• Work request:
Transcribe exactly the lines from the one containing "Please drop a marker on the boot" through the last line of the listing below, inclusive, and nothing beyond them.
━━━━━━━━━━━━━━━━
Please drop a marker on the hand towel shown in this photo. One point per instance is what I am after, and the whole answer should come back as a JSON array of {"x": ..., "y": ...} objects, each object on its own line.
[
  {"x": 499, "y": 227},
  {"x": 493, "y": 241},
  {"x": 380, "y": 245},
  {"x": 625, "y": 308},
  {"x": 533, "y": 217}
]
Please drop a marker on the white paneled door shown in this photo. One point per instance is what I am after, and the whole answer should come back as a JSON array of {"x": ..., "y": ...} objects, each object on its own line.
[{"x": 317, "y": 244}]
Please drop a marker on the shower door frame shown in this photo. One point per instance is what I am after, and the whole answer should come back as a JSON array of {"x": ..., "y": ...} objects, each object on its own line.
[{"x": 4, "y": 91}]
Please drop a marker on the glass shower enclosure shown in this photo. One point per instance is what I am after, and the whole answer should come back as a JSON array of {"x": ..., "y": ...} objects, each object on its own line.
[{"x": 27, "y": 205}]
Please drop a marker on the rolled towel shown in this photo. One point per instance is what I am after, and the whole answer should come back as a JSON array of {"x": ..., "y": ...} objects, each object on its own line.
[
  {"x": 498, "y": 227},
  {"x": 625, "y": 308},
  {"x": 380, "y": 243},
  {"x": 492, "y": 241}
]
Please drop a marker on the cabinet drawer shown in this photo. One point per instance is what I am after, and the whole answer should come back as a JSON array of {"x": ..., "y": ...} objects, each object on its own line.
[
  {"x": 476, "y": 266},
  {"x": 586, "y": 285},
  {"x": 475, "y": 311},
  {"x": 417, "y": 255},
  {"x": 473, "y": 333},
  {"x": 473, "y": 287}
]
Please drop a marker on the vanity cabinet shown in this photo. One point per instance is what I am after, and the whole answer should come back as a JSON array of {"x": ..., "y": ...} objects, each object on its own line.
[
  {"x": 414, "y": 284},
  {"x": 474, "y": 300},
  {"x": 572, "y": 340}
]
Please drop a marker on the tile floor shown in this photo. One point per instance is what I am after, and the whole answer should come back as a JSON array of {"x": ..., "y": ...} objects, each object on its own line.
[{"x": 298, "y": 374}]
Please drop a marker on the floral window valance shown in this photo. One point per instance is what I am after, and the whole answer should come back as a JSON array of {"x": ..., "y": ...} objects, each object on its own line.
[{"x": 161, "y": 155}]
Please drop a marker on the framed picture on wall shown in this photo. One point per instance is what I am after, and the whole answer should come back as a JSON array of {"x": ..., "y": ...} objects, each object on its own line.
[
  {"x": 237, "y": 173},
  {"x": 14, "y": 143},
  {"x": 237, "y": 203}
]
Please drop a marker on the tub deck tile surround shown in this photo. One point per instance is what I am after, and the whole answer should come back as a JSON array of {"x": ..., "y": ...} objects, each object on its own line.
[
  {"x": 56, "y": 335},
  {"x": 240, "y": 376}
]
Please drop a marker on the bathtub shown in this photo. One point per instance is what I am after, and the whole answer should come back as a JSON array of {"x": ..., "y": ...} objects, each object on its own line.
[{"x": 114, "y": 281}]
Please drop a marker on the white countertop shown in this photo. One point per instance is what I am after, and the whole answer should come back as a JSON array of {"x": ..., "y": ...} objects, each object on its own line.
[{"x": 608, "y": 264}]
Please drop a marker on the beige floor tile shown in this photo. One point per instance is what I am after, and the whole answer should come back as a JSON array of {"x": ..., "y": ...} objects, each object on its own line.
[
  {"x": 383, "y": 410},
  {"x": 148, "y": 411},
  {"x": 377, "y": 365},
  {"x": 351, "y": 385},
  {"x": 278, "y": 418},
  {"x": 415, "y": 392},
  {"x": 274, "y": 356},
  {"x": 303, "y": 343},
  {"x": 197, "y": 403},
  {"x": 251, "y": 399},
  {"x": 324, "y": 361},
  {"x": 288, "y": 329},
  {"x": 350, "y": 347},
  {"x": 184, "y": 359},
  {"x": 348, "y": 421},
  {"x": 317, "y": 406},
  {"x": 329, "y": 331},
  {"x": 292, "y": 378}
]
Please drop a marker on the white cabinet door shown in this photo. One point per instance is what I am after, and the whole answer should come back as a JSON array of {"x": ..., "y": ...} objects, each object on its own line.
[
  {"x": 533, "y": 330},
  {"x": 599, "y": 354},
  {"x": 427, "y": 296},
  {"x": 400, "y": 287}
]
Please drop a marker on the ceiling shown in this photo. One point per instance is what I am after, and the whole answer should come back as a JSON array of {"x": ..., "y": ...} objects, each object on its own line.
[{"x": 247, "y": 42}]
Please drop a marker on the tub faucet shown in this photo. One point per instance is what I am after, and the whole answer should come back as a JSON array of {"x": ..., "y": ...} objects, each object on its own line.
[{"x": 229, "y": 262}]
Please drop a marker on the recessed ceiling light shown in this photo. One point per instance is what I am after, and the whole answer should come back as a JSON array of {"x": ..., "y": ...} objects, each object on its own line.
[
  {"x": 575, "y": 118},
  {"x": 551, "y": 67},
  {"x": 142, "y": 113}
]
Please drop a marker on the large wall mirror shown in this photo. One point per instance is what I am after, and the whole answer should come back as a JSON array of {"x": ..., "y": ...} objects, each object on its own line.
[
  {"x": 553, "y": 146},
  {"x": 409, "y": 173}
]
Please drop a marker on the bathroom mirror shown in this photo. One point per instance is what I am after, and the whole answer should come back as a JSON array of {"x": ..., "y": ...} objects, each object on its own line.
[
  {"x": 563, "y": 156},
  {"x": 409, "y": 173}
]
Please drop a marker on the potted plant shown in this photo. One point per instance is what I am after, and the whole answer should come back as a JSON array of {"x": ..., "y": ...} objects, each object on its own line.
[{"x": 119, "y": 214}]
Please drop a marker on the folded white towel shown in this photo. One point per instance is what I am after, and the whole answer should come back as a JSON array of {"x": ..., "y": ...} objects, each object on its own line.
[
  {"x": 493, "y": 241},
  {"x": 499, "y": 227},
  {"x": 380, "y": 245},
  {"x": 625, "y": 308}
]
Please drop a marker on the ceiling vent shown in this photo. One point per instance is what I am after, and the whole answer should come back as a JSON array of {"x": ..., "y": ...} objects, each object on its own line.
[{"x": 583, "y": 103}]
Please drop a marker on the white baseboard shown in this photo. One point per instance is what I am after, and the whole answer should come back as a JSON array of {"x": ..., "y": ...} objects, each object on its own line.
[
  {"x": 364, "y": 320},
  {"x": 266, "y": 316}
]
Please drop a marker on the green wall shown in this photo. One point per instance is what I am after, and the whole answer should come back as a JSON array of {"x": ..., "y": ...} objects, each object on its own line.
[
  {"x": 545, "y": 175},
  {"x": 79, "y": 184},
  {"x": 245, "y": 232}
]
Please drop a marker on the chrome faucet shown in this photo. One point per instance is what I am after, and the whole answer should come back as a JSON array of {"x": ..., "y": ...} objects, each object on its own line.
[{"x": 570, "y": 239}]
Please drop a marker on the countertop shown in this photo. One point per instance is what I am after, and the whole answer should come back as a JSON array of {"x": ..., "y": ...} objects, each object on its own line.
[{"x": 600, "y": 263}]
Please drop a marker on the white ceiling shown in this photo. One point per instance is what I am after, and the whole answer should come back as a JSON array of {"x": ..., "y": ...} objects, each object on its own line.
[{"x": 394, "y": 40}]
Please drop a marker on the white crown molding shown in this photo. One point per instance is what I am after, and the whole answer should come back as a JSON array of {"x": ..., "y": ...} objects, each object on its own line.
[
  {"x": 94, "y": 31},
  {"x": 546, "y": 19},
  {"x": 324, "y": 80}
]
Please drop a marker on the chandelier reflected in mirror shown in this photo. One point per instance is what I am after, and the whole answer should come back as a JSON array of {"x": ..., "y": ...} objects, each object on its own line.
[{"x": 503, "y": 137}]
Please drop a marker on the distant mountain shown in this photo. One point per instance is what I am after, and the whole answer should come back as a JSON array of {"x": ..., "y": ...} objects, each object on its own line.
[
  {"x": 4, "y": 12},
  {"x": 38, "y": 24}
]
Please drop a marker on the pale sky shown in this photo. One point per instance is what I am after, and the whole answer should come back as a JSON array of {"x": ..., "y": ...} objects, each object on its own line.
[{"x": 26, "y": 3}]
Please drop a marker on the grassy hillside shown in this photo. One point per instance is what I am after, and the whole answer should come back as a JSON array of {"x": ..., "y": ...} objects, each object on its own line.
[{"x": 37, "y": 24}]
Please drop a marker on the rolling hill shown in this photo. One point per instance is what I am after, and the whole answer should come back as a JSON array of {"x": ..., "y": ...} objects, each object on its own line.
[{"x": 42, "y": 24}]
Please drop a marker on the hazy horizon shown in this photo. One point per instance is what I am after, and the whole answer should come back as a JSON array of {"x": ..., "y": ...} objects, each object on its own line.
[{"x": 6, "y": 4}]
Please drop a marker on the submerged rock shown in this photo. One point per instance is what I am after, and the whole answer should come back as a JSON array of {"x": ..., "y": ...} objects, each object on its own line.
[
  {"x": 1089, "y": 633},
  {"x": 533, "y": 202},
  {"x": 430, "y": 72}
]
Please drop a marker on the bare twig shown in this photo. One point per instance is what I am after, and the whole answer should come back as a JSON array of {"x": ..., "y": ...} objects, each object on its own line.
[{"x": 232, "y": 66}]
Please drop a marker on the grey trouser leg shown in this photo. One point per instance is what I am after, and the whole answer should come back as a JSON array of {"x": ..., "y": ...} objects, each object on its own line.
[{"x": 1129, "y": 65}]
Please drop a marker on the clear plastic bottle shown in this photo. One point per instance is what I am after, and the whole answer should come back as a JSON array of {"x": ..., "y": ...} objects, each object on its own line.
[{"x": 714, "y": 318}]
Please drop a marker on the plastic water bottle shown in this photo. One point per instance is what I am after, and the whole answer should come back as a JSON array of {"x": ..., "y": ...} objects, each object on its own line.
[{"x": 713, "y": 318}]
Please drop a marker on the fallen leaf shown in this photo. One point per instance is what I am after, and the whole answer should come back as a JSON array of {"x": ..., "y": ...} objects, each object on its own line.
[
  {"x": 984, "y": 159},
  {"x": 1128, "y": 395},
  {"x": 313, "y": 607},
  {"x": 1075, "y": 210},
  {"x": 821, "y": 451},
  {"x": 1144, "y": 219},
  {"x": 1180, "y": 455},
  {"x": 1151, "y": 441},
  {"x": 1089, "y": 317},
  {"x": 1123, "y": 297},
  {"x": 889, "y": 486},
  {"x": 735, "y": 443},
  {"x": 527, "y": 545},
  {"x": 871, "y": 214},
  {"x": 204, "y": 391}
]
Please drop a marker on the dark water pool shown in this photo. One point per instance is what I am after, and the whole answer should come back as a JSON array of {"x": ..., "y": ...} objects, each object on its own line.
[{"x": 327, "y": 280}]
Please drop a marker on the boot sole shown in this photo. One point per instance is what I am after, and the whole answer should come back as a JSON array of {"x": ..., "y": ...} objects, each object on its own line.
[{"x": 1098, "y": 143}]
━━━━━━━━━━━━━━━━
• Output of the task:
Please drop a marker on the boot sole shown in this photo. One point per instance is what I am after, and the whole answer should come back as a JSON array of {"x": ..., "y": ...} objects, each object on its own line.
[{"x": 1098, "y": 143}]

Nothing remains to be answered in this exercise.